* [Exercise tasks]
- 1) Translate into Spanish this sentence from the article on workplace culture: "Rapidly advancing technology has some companies scrambling to keep up."
- 2) Write the next part of the article on workplace culture and the workforce of the future, starting after its final sentence.

Welcome to the fifth article in our series for Liftoff, an annual event featuring thought leaders, pioneers, and rebels that are making the world of work better. In this series, we discuss the future of work and organizational culture with these leaders and dive deeper into the evolution of culture, communication and engagement in the workplace.
Founded in 1948, Robert Half is the world’s first and largest specialized staffing firm. The company has more than 300 staffing locations worldwide and offers job search services.
We spoke with Deborah Sim, Sr. Vice President at Robert Half Management Resources, about workplace culture value alignment. Read on to learn more!
Rapidly advancing technology has some companies scrambling to keep up. However, staying on top of digital disruption isn’t simply a matter of migrating to the cloud, transitioning routine tasks to robotic process automation, or experimenting with emerging technologies like artificial intelligence. It’s also about helping today’s employees evolve into tomorrow’s professionals. And a key question on many employers’ minds today is, “What do we need to do to build our workforce of the future?”

* [Records]

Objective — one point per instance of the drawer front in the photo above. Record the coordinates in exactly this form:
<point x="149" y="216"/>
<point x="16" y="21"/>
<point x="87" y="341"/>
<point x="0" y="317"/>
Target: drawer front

* [Answer list]
- 1) El rápido avance de la tecnología tiene a algunas empresas luchando por mantenerse al día.

- 2)
In Robert Half’s new report, Jobs and AI Anxiety, we explore the impact of technological innovation on jobs and emphasize the importance of embracing change in order to succeed in the workplace of the future. Here are a few ways technology is predicted to impact work in the future:
Our research for the Jobs and AI Anxiety report finds that managers in Canada see evolving workers’ tech skills as a collaborative process. Their top response to the survey question, “Whose responsibility is it to help employees gain the skills needed to work with new technologies?” was “Primarily the company’s, but with some help from the employee.” The survey of more than 300 Canadian managers also suggests that many companies recognize the importance of investing in their current employees as a way to build their workforce of the future. Nearly two-thirds (64%) of managers surveyed said they intend to train their current staff to ensure they have the requisite skills to take advantage of new technologies.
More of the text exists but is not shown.